All of the records listed below should be retyped exactly.

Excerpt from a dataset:

———

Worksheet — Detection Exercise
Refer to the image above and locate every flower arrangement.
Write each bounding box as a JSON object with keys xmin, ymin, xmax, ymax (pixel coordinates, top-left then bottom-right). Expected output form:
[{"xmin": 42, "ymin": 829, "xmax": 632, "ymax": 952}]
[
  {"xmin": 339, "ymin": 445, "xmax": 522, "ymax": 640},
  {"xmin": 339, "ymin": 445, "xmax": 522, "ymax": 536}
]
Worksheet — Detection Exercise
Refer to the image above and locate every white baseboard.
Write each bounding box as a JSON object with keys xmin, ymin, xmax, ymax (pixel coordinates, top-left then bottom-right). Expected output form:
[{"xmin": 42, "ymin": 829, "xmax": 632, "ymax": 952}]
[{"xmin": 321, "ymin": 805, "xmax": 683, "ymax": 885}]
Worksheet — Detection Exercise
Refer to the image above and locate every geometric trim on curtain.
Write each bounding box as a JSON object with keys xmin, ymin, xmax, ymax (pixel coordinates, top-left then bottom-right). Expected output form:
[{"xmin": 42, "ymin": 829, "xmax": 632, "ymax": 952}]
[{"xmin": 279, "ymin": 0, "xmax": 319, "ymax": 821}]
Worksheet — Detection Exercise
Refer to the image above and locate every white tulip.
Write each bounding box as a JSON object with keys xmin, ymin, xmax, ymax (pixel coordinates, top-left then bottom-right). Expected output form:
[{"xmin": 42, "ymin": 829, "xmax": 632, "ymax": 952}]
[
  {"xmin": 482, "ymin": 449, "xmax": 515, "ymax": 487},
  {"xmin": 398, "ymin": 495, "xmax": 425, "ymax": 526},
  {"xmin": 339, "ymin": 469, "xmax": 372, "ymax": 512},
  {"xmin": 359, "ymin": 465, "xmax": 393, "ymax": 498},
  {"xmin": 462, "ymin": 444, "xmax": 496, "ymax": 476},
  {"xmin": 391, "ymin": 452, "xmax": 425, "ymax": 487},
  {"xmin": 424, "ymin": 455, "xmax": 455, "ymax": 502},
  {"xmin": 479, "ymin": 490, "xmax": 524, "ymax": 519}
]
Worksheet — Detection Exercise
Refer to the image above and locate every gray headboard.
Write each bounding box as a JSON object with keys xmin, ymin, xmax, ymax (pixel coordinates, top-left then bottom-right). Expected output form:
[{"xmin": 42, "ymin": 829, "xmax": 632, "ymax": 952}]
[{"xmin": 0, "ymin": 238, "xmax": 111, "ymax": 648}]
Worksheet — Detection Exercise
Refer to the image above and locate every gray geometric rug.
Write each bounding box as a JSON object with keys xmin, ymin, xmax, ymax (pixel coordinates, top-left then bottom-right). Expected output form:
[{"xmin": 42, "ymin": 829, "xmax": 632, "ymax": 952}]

———

• Correct response:
Worksheet — Detection Exercise
Refer to the image above and locate every flower arrangement.
Write each bounding box as a JSON object with keys xmin, ymin, xmax, ymax (pixel coordinates, top-left then bottom-right). Expected output form:
[{"xmin": 42, "ymin": 829, "xmax": 632, "ymax": 952}]
[
  {"xmin": 339, "ymin": 445, "xmax": 522, "ymax": 640},
  {"xmin": 339, "ymin": 445, "xmax": 522, "ymax": 536}
]
Worksheet — Detection Exercise
Refer to the image above and locate every white baseboard.
Write each bounding box as a JSON object with keys xmin, ymin, xmax, ymax (pixel coordinates, top-left then bottom-right). Expected output form:
[{"xmin": 42, "ymin": 829, "xmax": 632, "ymax": 952}]
[{"xmin": 321, "ymin": 805, "xmax": 683, "ymax": 885}]
Worksheet — Detection Exercise
Refer to the image above and locate every geometric trim on curtain.
Write each bounding box as a JSON object with keys xmin, ymin, xmax, ymax (pixel coordinates, top-left then bottom-right). Expected output form:
[{"xmin": 42, "ymin": 829, "xmax": 632, "ymax": 952}]
[{"xmin": 279, "ymin": 0, "xmax": 319, "ymax": 821}]
Worksheet — Detection Exercise
Refer to the image above and locate every white tulip.
Write each bounding box as a JSON object with keys xmin, ymin, xmax, ymax (pixel coordinates, top-left then bottom-right). Expected output form:
[{"xmin": 42, "ymin": 829, "xmax": 632, "ymax": 952}]
[
  {"xmin": 482, "ymin": 449, "xmax": 515, "ymax": 487},
  {"xmin": 398, "ymin": 495, "xmax": 425, "ymax": 526},
  {"xmin": 339, "ymin": 469, "xmax": 372, "ymax": 512},
  {"xmin": 359, "ymin": 465, "xmax": 393, "ymax": 498},
  {"xmin": 462, "ymin": 444, "xmax": 496, "ymax": 476},
  {"xmin": 391, "ymin": 452, "xmax": 425, "ymax": 487},
  {"xmin": 424, "ymin": 455, "xmax": 455, "ymax": 502},
  {"xmin": 479, "ymin": 490, "xmax": 524, "ymax": 519}
]
Worksheet — Detection Exercise
Refer to the image above and locate every gray headboard.
Write each bounding box as a JSON object with keys xmin, ymin, xmax, ymax (pixel coordinates, top-left then bottom-right). Expected output form:
[{"xmin": 42, "ymin": 829, "xmax": 632, "ymax": 952}]
[{"xmin": 0, "ymin": 238, "xmax": 111, "ymax": 648}]
Worksheet — Detection Exercise
Refer to the image above and locate every gray geometric rug.
Write each bounding box as a JSON object with keys xmin, ymin, xmax, ymax (pixel coordinates, top-left then bottom-right). Expected output form:
[{"xmin": 42, "ymin": 829, "xmax": 632, "ymax": 952}]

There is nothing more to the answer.